Please retype the records below exactly, omitting any images.
* * * * *
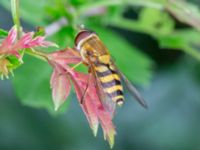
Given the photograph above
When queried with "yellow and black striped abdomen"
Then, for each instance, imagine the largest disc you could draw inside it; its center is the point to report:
(111, 83)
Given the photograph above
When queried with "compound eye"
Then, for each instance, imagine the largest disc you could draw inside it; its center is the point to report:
(82, 35)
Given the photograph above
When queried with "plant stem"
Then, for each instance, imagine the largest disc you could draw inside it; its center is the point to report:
(37, 54)
(15, 15)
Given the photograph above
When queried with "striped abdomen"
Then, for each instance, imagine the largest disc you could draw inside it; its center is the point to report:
(111, 83)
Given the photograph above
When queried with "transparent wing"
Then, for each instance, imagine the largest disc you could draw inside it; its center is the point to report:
(106, 101)
(133, 91)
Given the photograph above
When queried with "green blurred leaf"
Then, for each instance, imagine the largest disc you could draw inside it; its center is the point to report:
(130, 60)
(185, 12)
(31, 84)
(64, 38)
(31, 11)
(186, 40)
(155, 22)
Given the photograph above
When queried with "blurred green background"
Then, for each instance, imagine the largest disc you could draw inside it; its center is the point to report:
(157, 49)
* * * * *
• **Answer box**:
Given the photograph above
When queried with "yellow and black striped abdomen"
Then, for each instance, imagine the largest disc you could draw inside it; its center is the point to report:
(111, 83)
Given the photograph above
When queried with "compound eye"
Then, for each instance, imagine the largest disc you could draw inside it; its center is the point to report:
(82, 35)
Given the photograph above
When queried with "plant stem"
Then, for each instance, imagine the largest disc you could draw inside it; its center is the point to report:
(37, 54)
(15, 15)
Given the photograph above
When queried with "striped abdomen"
Then, for each instance, imagine the largest disc you could draw inside it; its center is the point to report:
(111, 83)
Given the photograph above
When queried with "transparent wing"
Then, for each instance, imagine the largest disc you could draw inside it; its center is the point to report:
(106, 101)
(133, 91)
Given the photograph above
When queried with "green blurred leaf"
Then, for each instance, imagine the largest disc you could draw inside it; its center is the point to report:
(130, 60)
(185, 12)
(31, 84)
(64, 38)
(31, 11)
(186, 40)
(155, 22)
Given the photograph above
When queried with "blurred green background"
Then, for each instance, imagine the largest disc you could draw inside it; its center is the point to report:
(157, 49)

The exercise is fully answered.